[Point-based annotation records]
-- START --
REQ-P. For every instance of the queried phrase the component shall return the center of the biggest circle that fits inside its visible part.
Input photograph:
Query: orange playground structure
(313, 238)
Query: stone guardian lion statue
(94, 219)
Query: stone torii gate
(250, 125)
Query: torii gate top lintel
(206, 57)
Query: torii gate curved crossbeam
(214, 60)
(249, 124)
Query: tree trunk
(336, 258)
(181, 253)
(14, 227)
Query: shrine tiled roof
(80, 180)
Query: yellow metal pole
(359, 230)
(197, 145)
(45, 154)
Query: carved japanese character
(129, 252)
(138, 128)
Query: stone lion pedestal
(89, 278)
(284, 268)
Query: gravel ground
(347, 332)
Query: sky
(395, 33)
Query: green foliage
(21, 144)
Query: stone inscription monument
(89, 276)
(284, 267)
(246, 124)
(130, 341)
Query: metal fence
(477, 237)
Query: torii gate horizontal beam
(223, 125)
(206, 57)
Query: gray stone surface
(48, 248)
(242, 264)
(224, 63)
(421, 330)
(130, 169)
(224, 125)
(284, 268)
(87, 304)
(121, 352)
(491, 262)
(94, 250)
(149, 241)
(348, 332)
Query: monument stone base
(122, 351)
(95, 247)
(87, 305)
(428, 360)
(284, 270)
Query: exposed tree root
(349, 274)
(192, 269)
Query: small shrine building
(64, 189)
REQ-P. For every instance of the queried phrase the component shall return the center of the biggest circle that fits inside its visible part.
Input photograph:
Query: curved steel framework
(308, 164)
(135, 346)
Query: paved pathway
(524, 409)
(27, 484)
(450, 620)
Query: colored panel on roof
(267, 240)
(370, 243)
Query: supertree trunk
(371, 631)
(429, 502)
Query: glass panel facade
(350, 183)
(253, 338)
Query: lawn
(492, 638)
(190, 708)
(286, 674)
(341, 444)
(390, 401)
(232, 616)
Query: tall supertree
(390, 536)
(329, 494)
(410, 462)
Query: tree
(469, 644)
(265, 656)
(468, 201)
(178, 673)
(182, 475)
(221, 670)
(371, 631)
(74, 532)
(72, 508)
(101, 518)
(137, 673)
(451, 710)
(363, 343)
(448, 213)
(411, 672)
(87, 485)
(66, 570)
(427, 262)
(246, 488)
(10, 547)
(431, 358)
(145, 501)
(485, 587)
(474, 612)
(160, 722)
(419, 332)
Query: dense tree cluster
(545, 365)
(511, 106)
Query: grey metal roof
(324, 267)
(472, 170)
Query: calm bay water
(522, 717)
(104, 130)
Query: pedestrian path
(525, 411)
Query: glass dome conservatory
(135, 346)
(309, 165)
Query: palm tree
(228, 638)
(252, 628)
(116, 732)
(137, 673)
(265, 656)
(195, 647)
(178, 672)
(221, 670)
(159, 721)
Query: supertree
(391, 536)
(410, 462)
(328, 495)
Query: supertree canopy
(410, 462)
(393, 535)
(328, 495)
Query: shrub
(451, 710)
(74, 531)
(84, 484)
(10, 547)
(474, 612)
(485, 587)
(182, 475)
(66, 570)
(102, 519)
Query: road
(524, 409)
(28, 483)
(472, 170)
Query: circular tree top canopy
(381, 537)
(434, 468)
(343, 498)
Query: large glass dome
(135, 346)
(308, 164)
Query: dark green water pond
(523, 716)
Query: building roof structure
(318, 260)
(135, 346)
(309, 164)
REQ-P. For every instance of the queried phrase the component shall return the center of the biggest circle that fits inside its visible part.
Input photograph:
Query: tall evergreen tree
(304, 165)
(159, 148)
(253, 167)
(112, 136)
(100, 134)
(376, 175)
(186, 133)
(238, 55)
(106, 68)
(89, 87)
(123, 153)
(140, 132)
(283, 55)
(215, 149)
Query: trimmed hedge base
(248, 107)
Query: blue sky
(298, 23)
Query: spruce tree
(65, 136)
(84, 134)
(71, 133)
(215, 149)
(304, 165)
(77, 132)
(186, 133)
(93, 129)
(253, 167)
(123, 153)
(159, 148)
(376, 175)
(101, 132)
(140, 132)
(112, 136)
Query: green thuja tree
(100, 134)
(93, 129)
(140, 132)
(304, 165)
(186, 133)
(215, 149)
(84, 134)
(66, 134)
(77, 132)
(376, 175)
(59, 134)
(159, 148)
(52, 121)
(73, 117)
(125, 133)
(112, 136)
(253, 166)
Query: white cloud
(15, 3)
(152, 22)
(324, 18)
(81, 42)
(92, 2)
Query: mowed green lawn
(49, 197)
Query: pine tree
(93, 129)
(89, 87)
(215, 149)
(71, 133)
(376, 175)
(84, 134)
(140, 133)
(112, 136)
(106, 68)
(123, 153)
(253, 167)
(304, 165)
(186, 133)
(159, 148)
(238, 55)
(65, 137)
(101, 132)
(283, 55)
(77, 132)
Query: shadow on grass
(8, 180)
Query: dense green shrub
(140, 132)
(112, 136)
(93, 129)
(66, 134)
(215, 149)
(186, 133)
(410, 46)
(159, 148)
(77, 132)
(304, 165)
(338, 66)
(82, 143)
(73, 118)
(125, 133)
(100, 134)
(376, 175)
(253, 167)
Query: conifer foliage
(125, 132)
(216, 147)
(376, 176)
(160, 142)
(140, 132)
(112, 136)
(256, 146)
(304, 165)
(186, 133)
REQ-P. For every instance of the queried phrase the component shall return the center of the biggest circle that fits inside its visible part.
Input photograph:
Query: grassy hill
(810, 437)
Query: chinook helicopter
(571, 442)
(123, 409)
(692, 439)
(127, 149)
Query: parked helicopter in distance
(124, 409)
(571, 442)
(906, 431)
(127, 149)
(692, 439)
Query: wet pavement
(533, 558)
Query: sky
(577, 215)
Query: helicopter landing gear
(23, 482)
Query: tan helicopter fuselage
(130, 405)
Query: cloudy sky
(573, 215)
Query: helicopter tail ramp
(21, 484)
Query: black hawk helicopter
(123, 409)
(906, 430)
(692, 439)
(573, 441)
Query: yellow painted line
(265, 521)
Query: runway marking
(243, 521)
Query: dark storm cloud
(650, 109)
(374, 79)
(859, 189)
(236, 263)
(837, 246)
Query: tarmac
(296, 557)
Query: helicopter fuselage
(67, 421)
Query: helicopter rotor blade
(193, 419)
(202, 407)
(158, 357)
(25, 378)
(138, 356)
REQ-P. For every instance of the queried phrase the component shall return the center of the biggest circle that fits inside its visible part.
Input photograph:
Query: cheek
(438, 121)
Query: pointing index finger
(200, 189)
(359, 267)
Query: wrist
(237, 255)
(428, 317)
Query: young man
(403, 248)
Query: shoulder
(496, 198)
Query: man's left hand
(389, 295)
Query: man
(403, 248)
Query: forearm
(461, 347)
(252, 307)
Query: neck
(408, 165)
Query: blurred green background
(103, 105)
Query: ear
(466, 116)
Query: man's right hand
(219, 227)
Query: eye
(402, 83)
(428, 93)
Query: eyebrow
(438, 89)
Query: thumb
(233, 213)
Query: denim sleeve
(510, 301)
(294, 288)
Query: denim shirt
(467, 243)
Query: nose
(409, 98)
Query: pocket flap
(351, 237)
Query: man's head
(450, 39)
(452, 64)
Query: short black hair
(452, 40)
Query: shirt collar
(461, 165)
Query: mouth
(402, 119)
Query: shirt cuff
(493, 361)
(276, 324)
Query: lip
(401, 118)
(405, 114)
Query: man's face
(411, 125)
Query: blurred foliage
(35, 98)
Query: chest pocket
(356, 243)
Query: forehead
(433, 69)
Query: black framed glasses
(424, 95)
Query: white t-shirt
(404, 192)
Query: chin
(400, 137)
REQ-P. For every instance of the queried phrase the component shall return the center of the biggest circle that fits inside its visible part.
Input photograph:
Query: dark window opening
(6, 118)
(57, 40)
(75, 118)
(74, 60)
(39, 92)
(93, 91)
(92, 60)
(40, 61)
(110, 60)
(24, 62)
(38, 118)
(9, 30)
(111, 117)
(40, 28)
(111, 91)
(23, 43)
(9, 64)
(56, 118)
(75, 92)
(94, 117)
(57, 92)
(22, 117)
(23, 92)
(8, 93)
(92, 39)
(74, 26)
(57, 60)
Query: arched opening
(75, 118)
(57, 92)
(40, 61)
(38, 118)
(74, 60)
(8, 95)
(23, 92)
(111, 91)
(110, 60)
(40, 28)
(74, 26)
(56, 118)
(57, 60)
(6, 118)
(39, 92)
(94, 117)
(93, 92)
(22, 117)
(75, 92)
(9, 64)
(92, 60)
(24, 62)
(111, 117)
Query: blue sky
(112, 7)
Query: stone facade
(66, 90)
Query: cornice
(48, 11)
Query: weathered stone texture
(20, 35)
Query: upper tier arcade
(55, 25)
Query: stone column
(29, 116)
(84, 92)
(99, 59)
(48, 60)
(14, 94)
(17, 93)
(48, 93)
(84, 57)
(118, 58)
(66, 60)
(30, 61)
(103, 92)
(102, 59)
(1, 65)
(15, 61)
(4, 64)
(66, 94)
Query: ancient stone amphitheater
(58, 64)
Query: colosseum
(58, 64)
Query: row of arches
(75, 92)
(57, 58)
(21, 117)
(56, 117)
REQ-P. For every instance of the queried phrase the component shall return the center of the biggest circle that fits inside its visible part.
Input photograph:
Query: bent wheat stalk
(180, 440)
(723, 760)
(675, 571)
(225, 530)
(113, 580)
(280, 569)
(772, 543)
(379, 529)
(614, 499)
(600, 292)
-- END --
* _Task goal_
Return the records verbatim, starting at the line that has "Query: short black hair" and continuing through the end of the records.

* _Task output_
Query: short black hair
(452, 40)
Query: shirt collar
(461, 165)
Query: mouth
(402, 119)
Query: shirt cuff
(493, 361)
(276, 324)
Query: lip
(401, 118)
(405, 114)
Query: man's face
(411, 125)
Query: blurred foliage
(35, 98)
Query: chest pocket
(356, 243)
Query: forehead
(433, 69)
Query: black framed glasses
(424, 95)
Query: white t-shirt
(404, 192)
Query: chin
(400, 137)
REQ-P. For every instance of the queried phrase the component shall return the center of the biggest circle that fits inside its visible part.
Input photograph:
Query: dark window opening
(6, 118)
(57, 40)
(75, 118)
(74, 60)
(39, 92)
(93, 91)
(92, 60)
(40, 61)
(110, 60)
(24, 62)
(38, 118)
(9, 30)
(111, 117)
(40, 28)
(111, 91)
(23, 43)
(9, 64)
(56, 118)
(75, 92)
(94, 117)
(57, 92)
(22, 117)
(23, 92)
(8, 93)
(92, 39)
(74, 26)
(57, 60)
Query: arched opening
(75, 118)
(57, 92)
(40, 61)
(38, 118)
(74, 60)
(8, 95)
(23, 92)
(111, 91)
(110, 60)
(40, 28)
(74, 26)
(56, 118)
(57, 60)
(6, 118)
(39, 92)
(94, 117)
(93, 92)
(22, 117)
(75, 92)
(9, 64)
(92, 60)
(24, 62)
(111, 117)
Query: blue sky
(112, 7)
Query: stone facade
(66, 90)
Query: cornice
(48, 11)
Query: weathered stone texture
(20, 35)
Query: upper tier arcade
(55, 25)
Query: stone column
(29, 116)
(84, 92)
(99, 59)
(48, 60)
(14, 94)
(17, 93)
(48, 93)
(84, 57)
(118, 58)
(66, 60)
(30, 61)
(103, 92)
(102, 59)
(1, 65)
(15, 61)
(4, 64)
(66, 94)
Query: ancient stone amphitheater
(58, 64)
Query: colosseum
(58, 64)
Query: row of arches
(75, 92)
(57, 58)
(21, 117)
(56, 117)
REQ-P. For every instance of the queried phrase the component shall return the center of the biggest circle that fits inside its visible part.
Input photograph:
Query: bent wheat stalk
(180, 440)
(723, 760)
(675, 571)
(225, 530)
(113, 580)
(280, 569)
(772, 543)
(379, 529)
(614, 499)
(600, 292)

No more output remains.